= Directions for this task =
Output every entry exactly as given.

━━━

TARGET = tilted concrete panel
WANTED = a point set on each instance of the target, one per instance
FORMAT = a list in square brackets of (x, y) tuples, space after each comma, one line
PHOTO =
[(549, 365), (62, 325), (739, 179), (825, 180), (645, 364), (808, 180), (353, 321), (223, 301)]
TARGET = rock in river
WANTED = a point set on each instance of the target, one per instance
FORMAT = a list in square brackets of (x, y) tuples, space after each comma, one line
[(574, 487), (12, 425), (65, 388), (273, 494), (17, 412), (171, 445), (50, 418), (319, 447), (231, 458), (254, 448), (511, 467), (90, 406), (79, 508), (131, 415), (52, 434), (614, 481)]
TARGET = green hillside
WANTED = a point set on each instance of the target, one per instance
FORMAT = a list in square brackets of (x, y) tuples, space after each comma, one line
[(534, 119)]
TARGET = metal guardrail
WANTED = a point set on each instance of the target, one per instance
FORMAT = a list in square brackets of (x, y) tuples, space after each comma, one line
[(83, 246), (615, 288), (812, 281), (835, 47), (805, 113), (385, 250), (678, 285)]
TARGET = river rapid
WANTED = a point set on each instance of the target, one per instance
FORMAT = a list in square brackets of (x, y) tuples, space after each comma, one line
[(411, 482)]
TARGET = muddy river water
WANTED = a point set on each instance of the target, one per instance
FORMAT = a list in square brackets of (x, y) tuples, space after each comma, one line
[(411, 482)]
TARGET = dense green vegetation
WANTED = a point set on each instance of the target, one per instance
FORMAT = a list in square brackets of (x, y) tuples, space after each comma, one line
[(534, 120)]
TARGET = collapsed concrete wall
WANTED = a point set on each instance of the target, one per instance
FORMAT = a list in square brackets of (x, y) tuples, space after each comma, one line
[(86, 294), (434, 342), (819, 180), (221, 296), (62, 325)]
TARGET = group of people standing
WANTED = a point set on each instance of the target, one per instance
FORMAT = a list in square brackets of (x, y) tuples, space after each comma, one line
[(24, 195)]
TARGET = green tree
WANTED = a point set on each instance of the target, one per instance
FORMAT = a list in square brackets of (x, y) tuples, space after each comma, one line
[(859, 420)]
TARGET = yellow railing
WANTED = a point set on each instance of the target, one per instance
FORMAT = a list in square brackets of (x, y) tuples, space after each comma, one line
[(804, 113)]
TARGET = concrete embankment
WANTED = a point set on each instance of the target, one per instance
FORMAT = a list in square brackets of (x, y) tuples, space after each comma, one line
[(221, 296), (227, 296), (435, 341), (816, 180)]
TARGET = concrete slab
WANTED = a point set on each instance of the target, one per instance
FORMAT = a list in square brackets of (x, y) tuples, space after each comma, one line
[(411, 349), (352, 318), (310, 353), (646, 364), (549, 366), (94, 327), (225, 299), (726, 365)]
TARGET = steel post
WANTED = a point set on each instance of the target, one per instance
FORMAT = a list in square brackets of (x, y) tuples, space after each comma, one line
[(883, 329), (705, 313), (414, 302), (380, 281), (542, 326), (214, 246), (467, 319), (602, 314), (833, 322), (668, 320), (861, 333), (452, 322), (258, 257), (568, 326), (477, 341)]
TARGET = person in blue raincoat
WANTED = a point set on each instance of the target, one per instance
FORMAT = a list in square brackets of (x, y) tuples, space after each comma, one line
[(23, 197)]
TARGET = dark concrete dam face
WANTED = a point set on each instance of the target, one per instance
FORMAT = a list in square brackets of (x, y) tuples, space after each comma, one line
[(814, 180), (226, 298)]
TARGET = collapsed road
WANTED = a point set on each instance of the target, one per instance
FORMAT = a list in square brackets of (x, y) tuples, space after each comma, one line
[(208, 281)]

━━━

= Full answer =
TARGET = tilted concrete panel
WANTED = a point set on each instance of the target, one per instance
FORMAT = a list in square brackets of (x, y) tuples, space after each comma, one line
PHOTO =
[(549, 365), (62, 325), (739, 179), (825, 180), (645, 364), (808, 180), (353, 321), (223, 301)]
TARGET = rock in river
WANTED = a point set on each instance of the target, one per instance
FORMAT = a list in square brackets of (x, y) tuples, space after each comma, one line
[(574, 487), (12, 425), (65, 388), (273, 494), (17, 412), (171, 445), (50, 418), (319, 447), (231, 458), (254, 448), (511, 467), (90, 406), (79, 508), (131, 415), (52, 434), (614, 481)]
TARGET = green hillside
WANTED = a point set on each instance of the target, one per instance
FORMAT = a list in square brackets of (x, y) tuples, space after each comma, one line
[(534, 119)]
TARGET = metal guardrail
WANTED = a point set on each instance of the target, one per instance
FORMAT = a list in square brackets of (x, y) tuples, space after each comma, one line
[(83, 246), (615, 288), (812, 281), (835, 47), (805, 113), (385, 250), (678, 285)]
TARGET = river rapid
WANTED = a point set on each instance of the target, one per instance
FORMAT = a list in square brackets of (x, y) tuples, space after each comma, one line
[(411, 482)]
TARGET = muddy river water
WANTED = a point set on each instance of the target, one per instance
FORMAT = a list in square brackets of (x, y) tuples, space after each comma, one line
[(411, 482)]
TARGET = dense green vegetation
WANTED = a point set on each instance of the target, one per instance
FORMAT = a list in square brackets of (x, y) tuples, space after each comma, one line
[(534, 120)]
TARGET = collapsed concrete wall
WANTED = a point set on each instance of the target, one per instance
FORMAT = a list in square brackets of (x, y) tuples, space after each comma, one line
[(86, 294), (434, 342), (819, 180), (221, 296), (62, 325)]
TARGET = group of people standing
WANTED = a point set on each instance of the target, one per instance
FORMAT = a list in square brackets of (x, y) tuples, space after each comma, one line
[(24, 195)]
TARGET = green tree
WANTED = a point set on each instance of the target, one per instance
FORMAT = a list in square brackets of (x, y) tuples, space after each comma, one line
[(859, 420)]
TARGET = yellow railing
WANTED = a point set on each instance of the target, one per instance
FORMAT = a list in square brackets of (x, y) tuples, space after each comma, one line
[(804, 113)]
TARGET = concrete embankment
WANTED = a point set on each instance of the target, one per instance
FORMAT = a list in square brackets of (x, y) tuples, space after each comma, one line
[(221, 296), (227, 296), (435, 341), (816, 180)]
TARGET = concrete slab
WANTED = a point set on each instance of the target, one per instance
FORMAT = a list in square brackets of (x, y) tuples, space after each comma, one line
[(411, 349), (352, 318), (310, 353), (646, 364), (549, 366), (94, 327), (225, 299), (726, 365)]
TARGET = steel post
WANTED = a point set on each instance of the target, one per instance
FORMAT = a list in square brackets of (x, y) tuples, space after each comma, one line
[(883, 329), (705, 313), (414, 302), (380, 281), (542, 326), (214, 246), (467, 319), (602, 314), (833, 322), (668, 320), (861, 333), (452, 322), (258, 257), (568, 326), (477, 341)]
TARGET = person in blue raincoat
WANTED = a point set on each instance of the target, one per instance
FORMAT = a list in square brackets of (x, y) tuples, space after each comma, one line
[(23, 197)]
TARGET = dark concrete dam face
WANTED = a point set on each instance of the target, one per instance
FORMAT = a list in square brackets of (x, y) tuples, space after each comma, one line
[(814, 180), (226, 298)]
TARGET = collapsed road
WANTED = a point set on each instance of the target, one per instance
FORMAT = a list in square brackets of (x, y) tuples, space after each comma, one line
[(208, 281)]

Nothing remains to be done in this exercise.